- Extrait fourni:
Sa présence le WE du 11 novembre m’a permis en outre de faire participer David à la superbe dégustation verticale de très vieux sylvaners organisée le 8 novembre 2008 au château de Kientzheim, ainsi qu’au diner consacré au riesling organisé le soir même à la Taverne Alsacienne… Le fait de regoûter les 2006 et de découvrir les 2007 a permis de comparer les impressions avec celles recueillies en début d’année. David déguste à un rythme de stakhanoviste, et si passer un moment dans la cave du domaine Zind-Humbrecht en compagnie d’Olivier Humbrecht à déguster toutes ses cuvées est un rêve pour beaucoup, en sortant vers minuit après 8 heures passées debout et près de 80 vins dégustés je me suis rendu compte que le métier de critique était parfois un tour de force  physique !

Armé de ces précieuses notes et d’une première impression globale du millésime 2007, il restait à organiser le cœur de la dégustation.  Pour l’Alsace, celles-ci allaient se passer entre janvier et mai, avec trois activités dans le plan d’attaque :

  • Visiter systématiquement chaque année les domaines classés 3BD, 4BD et 5BD
  • Goûter une sélection de vins ou rendre visite aux domaines classés 2BD, 1BD ou simplement mentionnés
  • Découvrir de nouveaux domaines par le biais d’un appel d’échantillon ouvert à tous

  

1. Les visites

Pour les visites, le plan était déjà prêt et j’ai essayé de regrouper les visites par secteur (Si Colmar est à 75 km de chez moi, la Vallée noble est à environ 100km de Strasbourg, donc les aller-retours sont précieux). En plus des domaines à visiter impérativement, j’essaye de visiter au moins une fois tous les domaines classés, et de passer tous les 2-3 ans chez les domaines classés 1BD/2BD. Les demandes de visite ont été faites quasiment toutes par email, un moyen de communication très efficace d’organiser son temps. Dans la liste ci-dessous, vous trouverez le détail des 74 visites effectuées durant la campagne 2010 :

  • 3 nouvelles visites à des domaines qui n’étaient pas référencées
  • 16 premières visites à des domaines classés jamais encore visités
  • 55 visites chez des domaines que je connaissais déjà.

J’organise 4-5 visites maximum par jour, en essayant de visiter cuverie, chai et vignes chez les nouveaux, et en goûtant le dernier millésime en cuve chez les domaines dont je suis le plus familier avec les vins. Combiné avec des gammes de vin variables (de 15 à 35 vins), la durée des visites varie donc entre 1h30 et 3h. L’heure du déjeuner est parfois utilisée pour poursuivre la conversation à table avec un vigneron, mais généralement les sandwichs permettent d’enchainer une visite qui termine à 13h00 avec une visite qui débute à 13h30.

Quelques domaines ont été visités le plus tardivement possibles, car ils ne proposent à la vente que des 2008 et je voulais les goûter après leur élevage : les vins d’Agathe Bursin, d’Etienne Loew, des domaines Roland Schmitt et Maurice Schoech sont dans ce cas. Pour d’autres genre Paul Blanck ou  Trimbach, la mise sur le marché de vins ayant 1 ou 2 ans de bouteilles permet de les déguster plus tôt dans l’année.

- Éléments d'étiquetage de formes sur images:

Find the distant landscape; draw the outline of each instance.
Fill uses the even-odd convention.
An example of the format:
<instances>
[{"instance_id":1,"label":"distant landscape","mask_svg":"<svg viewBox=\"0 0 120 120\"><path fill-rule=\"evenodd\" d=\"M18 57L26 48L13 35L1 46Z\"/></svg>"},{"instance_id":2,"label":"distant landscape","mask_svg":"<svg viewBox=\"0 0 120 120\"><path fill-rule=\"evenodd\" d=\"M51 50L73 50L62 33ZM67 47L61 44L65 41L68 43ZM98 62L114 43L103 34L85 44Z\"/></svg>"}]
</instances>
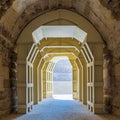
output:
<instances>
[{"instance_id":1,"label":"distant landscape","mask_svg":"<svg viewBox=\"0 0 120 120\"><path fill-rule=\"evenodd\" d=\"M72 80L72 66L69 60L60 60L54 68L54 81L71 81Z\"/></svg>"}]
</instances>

- Problème court: Dans l'extrait consacré aux visites de domaines alsaciens, recopiez le passage allant de "Quelques domaines ont" jusqu'à "tôt dans l’année." en substituant "goûter" à "déguster".

- Solution rédigée:
Quelques domaines ont été visités le plus tardivement possibles, car ils ne proposent à la vente que des 2008 et je voulais les goûter après leur élevage : les vins d’Agathe Bursin, d’Etienne Loew, des domaines Roland Schmitt et Maurice Schoech sont dans ce cas. Pour d’autres genre Paul Blanck ou  Trimbach, la mise sur le marché de vins ayant 1 ou 2 ans de bouteilles permet de les goûter plus tôt dans l’année.